>> begin Given information

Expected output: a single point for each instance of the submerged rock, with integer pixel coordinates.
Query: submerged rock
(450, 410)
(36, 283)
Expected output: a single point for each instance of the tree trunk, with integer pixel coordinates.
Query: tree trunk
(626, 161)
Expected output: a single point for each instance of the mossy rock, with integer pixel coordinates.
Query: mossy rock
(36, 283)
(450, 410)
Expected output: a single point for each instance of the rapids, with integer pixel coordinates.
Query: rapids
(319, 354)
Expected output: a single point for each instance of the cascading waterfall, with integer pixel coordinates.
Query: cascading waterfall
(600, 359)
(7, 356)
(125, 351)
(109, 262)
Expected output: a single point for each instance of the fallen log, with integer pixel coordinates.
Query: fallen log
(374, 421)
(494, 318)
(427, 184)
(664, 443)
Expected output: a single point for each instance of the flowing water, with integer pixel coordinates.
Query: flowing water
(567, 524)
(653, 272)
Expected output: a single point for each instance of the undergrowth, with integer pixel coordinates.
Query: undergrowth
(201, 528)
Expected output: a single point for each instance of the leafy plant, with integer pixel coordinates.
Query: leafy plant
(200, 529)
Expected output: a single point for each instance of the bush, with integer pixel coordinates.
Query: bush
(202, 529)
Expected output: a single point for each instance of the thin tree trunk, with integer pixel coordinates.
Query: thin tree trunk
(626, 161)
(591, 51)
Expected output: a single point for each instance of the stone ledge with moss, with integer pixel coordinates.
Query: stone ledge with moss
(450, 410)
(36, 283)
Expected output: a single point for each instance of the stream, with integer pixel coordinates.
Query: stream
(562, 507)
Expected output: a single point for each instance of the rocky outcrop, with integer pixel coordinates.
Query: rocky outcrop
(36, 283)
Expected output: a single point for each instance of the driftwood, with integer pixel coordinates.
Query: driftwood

>> end Given information

> **Task details**: Rewrite all of the items above, replacing "integer pixel coordinates" with "whole-number pixel coordinates" wherever it occurs and leaving everything else unchanged.

> **Written reply**:
Expected output: a single point for each instance of the submerged rock, with whole-number pixel coordinates.
Query: submerged rock
(450, 410)
(36, 283)
Expected output: a single point for each instance of the tree trunk, with whole-number pixel coordinates.
Query: tree trunk
(626, 161)
Expected output: a single point for each instance of the mossy rock, with whole-number pixel coordinates.
Query: mossy rock
(36, 283)
(450, 410)
Expected output: a single point for each instance of the rapids, with whole-number pixel coordinates.
Query: rapids
(319, 354)
Expected output: a single point for each instance of the cascading waterfall, with whole-number pixel coordinates.
Query: cascading waterfall
(600, 359)
(7, 356)
(125, 351)
(109, 262)
Expected output: a single point for each instance of the fallen log, with whole-number pixel coordinates.
Query: fallen log
(374, 421)
(494, 318)
(427, 184)
(664, 443)
Expected output: a single point for each instance of the flowing water, with whole-number pixel coordinates.
Query: flowing water
(567, 524)
(653, 272)
Expected output: a single point for each instance of the undergrowth, with whole-number pixel coordinates.
Query: undergrowth
(201, 528)
Expected output: a single point for each instance of the leafy plant, with whole-number pixel coordinates.
Query: leafy plant
(200, 529)
Expected output: a single point for each instance of the bush, with whole-number pixel coordinates.
Query: bush
(202, 529)
Expected output: a single point for each instance of the thin tree trunk, with whole-number pixel coordinates.
Query: thin tree trunk
(626, 161)
(591, 51)
Expected output: a single point for each instance of the stone ledge with moss, with whole-number pixel coordinates.
Query: stone ledge with moss
(450, 410)
(36, 283)
Expected output: a single point for each instance of the stream, with whole-number pixel coordinates.
Query: stream
(562, 507)
Expected output: a single point for each instance of the rocky outcrop, with whole-number pixel coordinates.
Query: rocky outcrop
(36, 283)
Expected output: a single point for each instance of the driftwood, with whole-number pixel coordinates.
Query: driftwood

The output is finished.